:: SOURCE TEXT

# Soggy Floors in Swift motorhomes!



## John46 (Aug 2, 2010)

I have just discovered that I have soggy floor patches in my Swift 590 motorhome. Its 2005 model. I was told by Marquis that as I had not had annual habitation services Swift would not offer any help? The soggy floor is in the doorway and at the rear corner. Does anyone have similar experiences or advise on how to get the problem resolved? It sound s as though its a Swift design fault in these models of motorhome? Any help much appreciated I feel a growing sense of panic about the whole situation! Thanks :!:


----------



## VanFlair (Nov 21, 2009)

Hi John

When you say SOGGY I guess that you mean it has delaminated rather than soaking wet. I know that you can get this repaired by injecting epoxy resin between the layers of ply and foam in the floor construction, I am sure somebody else will come along with a name or further advice.

::::
:: GIVEN ENTRIES

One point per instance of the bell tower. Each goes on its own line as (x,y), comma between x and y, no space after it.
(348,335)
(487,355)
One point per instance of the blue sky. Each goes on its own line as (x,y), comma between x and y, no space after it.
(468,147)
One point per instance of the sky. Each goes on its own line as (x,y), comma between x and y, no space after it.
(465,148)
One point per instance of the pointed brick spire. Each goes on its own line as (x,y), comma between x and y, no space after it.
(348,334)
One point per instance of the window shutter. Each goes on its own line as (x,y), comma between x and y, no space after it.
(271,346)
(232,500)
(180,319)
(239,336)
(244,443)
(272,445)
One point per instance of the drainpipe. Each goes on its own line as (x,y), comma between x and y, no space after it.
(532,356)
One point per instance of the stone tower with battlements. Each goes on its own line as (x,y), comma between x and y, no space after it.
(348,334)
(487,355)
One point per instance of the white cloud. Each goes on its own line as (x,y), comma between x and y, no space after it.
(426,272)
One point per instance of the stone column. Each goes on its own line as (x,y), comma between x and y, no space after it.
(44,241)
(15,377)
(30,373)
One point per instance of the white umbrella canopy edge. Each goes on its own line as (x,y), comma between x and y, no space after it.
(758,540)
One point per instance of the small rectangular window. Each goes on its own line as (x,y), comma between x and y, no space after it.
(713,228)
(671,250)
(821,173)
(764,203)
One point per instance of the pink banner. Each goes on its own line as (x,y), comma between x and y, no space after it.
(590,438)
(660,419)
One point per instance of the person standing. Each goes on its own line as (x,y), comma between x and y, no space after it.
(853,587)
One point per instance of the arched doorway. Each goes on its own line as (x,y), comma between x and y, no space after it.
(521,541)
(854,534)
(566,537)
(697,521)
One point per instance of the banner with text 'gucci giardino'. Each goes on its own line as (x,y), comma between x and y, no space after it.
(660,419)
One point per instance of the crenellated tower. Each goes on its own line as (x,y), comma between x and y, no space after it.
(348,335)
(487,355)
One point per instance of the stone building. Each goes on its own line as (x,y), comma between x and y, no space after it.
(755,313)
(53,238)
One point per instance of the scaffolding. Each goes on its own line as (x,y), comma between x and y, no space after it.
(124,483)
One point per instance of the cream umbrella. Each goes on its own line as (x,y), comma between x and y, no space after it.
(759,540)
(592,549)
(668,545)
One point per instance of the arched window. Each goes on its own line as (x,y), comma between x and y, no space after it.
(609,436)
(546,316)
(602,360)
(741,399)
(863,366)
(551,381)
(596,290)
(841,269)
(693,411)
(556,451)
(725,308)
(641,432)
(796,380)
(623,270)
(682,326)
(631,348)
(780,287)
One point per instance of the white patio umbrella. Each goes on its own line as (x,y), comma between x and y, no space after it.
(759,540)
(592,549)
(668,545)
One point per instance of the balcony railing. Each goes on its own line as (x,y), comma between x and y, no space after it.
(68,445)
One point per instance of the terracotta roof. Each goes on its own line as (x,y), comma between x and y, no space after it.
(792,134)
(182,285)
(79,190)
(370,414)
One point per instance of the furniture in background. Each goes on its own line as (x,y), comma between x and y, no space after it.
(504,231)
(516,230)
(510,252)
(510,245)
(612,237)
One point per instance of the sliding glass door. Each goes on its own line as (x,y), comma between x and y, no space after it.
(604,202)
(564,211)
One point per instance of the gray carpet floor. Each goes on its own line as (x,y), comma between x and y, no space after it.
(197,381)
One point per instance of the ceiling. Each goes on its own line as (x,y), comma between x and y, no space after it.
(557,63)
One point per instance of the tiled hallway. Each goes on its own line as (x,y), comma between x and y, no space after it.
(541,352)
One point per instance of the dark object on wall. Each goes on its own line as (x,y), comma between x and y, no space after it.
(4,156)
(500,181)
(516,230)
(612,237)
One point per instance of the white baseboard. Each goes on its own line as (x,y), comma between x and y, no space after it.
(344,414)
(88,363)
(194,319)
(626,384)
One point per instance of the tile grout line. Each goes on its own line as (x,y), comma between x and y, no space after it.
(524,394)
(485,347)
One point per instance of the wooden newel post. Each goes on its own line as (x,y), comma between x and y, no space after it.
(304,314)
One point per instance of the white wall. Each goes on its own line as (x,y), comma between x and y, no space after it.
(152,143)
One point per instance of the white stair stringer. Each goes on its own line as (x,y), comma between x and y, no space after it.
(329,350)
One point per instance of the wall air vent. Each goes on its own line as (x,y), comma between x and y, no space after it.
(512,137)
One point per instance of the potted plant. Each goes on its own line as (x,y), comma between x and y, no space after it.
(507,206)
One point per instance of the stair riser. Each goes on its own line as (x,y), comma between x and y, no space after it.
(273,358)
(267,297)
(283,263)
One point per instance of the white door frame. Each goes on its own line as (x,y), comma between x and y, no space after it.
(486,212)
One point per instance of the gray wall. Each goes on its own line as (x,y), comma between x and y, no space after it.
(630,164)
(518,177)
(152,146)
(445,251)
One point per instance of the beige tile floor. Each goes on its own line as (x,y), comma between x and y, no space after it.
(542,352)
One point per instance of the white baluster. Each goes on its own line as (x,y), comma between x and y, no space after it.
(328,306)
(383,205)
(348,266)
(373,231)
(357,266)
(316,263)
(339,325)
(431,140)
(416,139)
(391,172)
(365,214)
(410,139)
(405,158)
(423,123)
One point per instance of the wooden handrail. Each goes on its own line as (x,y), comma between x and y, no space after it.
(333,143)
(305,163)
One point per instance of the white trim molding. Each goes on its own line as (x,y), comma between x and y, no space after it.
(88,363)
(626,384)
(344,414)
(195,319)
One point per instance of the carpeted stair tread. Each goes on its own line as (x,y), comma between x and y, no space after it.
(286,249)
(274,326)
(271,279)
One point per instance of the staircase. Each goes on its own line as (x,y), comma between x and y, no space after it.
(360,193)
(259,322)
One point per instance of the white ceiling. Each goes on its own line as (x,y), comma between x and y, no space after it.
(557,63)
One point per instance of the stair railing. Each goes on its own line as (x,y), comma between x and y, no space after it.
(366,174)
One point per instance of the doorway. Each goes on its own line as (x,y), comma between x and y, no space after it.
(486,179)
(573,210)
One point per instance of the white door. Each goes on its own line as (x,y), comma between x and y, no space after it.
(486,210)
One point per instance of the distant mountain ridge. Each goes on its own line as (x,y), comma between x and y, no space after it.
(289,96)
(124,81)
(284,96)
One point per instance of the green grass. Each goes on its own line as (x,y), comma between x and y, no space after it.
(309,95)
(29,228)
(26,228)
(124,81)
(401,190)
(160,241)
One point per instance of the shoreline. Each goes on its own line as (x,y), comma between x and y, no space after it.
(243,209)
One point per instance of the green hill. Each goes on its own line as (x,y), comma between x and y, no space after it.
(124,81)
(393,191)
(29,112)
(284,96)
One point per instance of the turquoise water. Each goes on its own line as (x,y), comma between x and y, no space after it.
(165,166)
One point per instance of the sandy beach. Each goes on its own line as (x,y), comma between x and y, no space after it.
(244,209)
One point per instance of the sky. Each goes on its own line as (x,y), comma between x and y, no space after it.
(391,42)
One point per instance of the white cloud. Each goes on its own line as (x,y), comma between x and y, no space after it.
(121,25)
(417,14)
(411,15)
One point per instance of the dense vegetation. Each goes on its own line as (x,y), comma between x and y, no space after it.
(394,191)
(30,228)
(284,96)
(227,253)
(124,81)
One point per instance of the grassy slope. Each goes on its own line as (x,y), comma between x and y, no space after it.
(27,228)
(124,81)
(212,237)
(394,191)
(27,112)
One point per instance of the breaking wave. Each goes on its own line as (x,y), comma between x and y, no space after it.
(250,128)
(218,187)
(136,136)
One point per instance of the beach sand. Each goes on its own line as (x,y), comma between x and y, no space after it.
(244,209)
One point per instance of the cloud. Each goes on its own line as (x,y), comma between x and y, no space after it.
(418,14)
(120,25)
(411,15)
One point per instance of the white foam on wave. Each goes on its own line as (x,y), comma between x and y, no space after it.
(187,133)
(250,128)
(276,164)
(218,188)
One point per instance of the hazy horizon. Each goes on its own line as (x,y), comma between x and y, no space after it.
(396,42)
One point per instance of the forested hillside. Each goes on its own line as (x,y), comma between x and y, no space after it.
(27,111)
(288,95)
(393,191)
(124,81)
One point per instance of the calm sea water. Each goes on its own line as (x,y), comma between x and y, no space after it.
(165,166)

::::

▶ [WHAT IS BEING ASKED]
Carry on the forum thread about soggy floors in Swift motorhomes, picking up after VanFlair's reply.

▶ [TASK OUTPUT]
Martin

Edit

Just looked at the Swift forum, and possibly you do mean SOGGY as in ROTTEN, Kinda makes me think we should stick with our old caravan instead of dreaming about motorhomes as I would hate to spend good money and have some of the probs I keep reading about, best of luck anyway.


----------



## bognormike (May 10, 2005)

john - welcome

have a look in the Swift Forum

http://www.motorhomefacts.com/forum-56.html

specifically

http://www.motorhomefacts.com/ftoptitle-89932-are-swifts-really-soggy.html

and 
http://www.motorhomefacts.com/ftoptitle-85987-sundance-590pr-2006-rotten-floor.html

there's probably more....


----------



## John46 (Aug 2, 2010)

In patches the floor is soft as though the ply has gone completely!


----------



## Waves (Apr 17, 2008)

I would ring Swift direct or subscribe to this site and send them a personal message also they are members of this forum and may pick your problem up themselves.

http://www.motorhomefacts.com/ftopict-44048-charisma.html

http://www.motorhomefacts.com/ftopict-61337-.html

http://www.motorhomefacts.com/ftopict-50512-.html

John


----------



## StephandJohn (Sep 3, 2007)

Only just seen this. We had the same problem. Swift took it up from this forum, took the van back and repaired it at their own expense. Can't speak more highly of them. Have you asked them for help?


----------



## antpurley (Apr 21, 2009)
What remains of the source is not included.